DIRECTION: Please return every line in the entries below that contains the word "hair", copying each line unchanged. Matching is case-sensitive.

• • • • • • •

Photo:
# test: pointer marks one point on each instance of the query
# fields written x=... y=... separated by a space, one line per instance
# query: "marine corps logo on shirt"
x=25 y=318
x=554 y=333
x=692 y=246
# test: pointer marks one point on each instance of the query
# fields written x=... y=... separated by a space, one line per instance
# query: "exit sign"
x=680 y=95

• • • • • • •

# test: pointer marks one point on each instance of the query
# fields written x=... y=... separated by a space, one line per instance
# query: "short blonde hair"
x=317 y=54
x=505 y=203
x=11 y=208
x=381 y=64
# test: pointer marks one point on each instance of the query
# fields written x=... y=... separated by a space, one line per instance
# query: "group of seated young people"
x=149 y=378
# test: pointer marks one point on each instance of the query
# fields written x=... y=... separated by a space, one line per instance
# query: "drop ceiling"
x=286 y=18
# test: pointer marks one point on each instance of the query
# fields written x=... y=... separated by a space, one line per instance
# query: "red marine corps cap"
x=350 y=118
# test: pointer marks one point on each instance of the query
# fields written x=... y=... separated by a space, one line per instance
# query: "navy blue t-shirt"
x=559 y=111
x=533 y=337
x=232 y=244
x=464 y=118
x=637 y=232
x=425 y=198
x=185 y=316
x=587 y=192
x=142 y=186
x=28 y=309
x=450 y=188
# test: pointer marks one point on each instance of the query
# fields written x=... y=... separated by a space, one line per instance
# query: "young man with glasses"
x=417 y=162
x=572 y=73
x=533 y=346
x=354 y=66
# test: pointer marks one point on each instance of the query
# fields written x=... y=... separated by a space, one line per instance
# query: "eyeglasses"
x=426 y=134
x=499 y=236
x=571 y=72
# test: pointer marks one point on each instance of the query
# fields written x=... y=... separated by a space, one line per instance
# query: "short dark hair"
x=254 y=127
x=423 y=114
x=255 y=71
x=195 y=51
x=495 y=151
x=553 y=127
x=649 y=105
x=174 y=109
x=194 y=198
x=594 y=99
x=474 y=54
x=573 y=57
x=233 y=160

• • • • • • •

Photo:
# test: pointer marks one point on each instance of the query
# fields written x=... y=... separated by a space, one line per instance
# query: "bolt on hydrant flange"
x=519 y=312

• • • • • • •

RESPONSE TO THE EXERCISE:
# query: "short blonde hair"
# query: "short dark hair"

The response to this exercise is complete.